» **Directive A**:
Answer these questions about the die-rolling thread below, marking each answer to match:
(i) What does Bob eat when he rolls a composite number?
(ii) What value of E comes from solving the first equation?
(iii) In the alternative approach, what is the probability of throwing a 2–6?

Bob rolls a fair six-sided die each morning. If Bob rolls a composite number, he eats sweetened cereal. If he rolls a prime number, he eats unsweetened cereal. If he rolls a 1, then he rolls again. In a non-leap year, what is the expected number of times Bob will roll his die?
solution: Let E be the expected number of rolls Bob makes in one day. We can write the equation$$E = \dfrac56 (1) + \dfrac16 (E+1)$$since at the beginning of the day, Bob has a 5/6 chance of not getting a 1 and only rolling once total and a 1/6 chance of rolling a 1 and having to roll another E times for a total of E+1 rolls. Solving the equation yields $E=6/5$, so the answer is $365E = \boxed{438}$.
That was a state solution, but I don't know how it works. Could anyone explain?
An alternative approach is as follows:
We know that on each day Bob throws zero or more $1$s followed by a $2-6$.
The probability of throwing a $1$ is $p=\frac 1 6$. The probability of throwing a $2-6$ is $1-p=\frac 5 6$. The probability of throwing $n$ throws i.e. $n-1$ $1$s followed by a $2-6$ is $p^{n-1}(1-p)= p^{n-1} - p^n$. So the expected value of $n$ is
$E = (1-p) + 2(p-p^2) + 3(p^2-p^3) + 4(p^3-p^4)+ \dots \\ = 1+p+p^2+p^3+p^4 + \dots\\ = \frac{1}{1-p}=\frac 6 5$

(Point labels for objects)
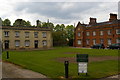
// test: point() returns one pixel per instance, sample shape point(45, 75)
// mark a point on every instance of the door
point(36, 43)
point(6, 44)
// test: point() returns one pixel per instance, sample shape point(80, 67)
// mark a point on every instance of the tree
point(21, 22)
point(6, 22)
point(59, 27)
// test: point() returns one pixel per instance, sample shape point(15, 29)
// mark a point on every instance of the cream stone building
point(26, 37)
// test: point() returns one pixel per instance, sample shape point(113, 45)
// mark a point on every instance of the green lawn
point(45, 62)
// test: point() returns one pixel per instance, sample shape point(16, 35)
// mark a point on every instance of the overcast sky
point(57, 12)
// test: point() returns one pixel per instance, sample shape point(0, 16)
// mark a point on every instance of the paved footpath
point(12, 71)
point(8, 70)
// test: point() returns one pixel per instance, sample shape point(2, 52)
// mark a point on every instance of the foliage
point(62, 35)
point(21, 22)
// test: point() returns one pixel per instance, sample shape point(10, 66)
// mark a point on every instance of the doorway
point(6, 44)
point(36, 43)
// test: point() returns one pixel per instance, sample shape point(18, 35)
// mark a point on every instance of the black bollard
point(7, 55)
point(66, 63)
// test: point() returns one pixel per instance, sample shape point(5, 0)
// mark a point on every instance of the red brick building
point(107, 32)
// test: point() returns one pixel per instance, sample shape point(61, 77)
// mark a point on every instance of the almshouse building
point(26, 37)
point(86, 35)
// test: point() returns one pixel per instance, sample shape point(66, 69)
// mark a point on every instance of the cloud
point(58, 12)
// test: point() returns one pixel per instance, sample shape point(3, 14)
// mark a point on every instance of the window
point(118, 40)
point(6, 33)
point(27, 43)
point(117, 31)
point(94, 41)
point(17, 33)
point(78, 33)
point(79, 42)
point(94, 33)
point(44, 34)
point(101, 41)
point(87, 41)
point(109, 41)
point(27, 34)
point(87, 33)
point(36, 34)
point(17, 43)
point(101, 33)
point(44, 43)
point(109, 32)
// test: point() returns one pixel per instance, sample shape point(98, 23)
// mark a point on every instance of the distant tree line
point(62, 35)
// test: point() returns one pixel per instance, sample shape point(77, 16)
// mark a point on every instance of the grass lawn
point(45, 62)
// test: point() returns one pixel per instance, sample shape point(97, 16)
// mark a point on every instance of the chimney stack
point(113, 17)
point(92, 20)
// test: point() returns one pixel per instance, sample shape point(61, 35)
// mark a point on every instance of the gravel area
point(13, 71)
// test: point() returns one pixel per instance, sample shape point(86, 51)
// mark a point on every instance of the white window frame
point(94, 33)
point(17, 33)
point(44, 34)
point(6, 33)
point(17, 43)
point(109, 41)
point(27, 43)
point(79, 42)
point(101, 33)
point(87, 33)
point(117, 31)
point(94, 41)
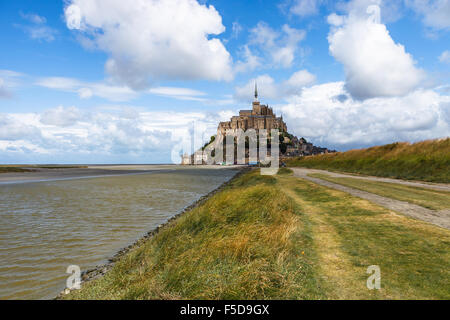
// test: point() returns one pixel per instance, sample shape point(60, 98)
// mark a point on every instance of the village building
point(260, 117)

» **Directive B**:
Return each line of the entries above that contains the word "lawn".

» **Correct output A**:
(i) Sweetened cereal.
(ii) E = 6/5.
(iii) 5/6.

» **Correct output B**:
// mark a point on every instance of the green lawn
// mark a point on every instance of the grass lawn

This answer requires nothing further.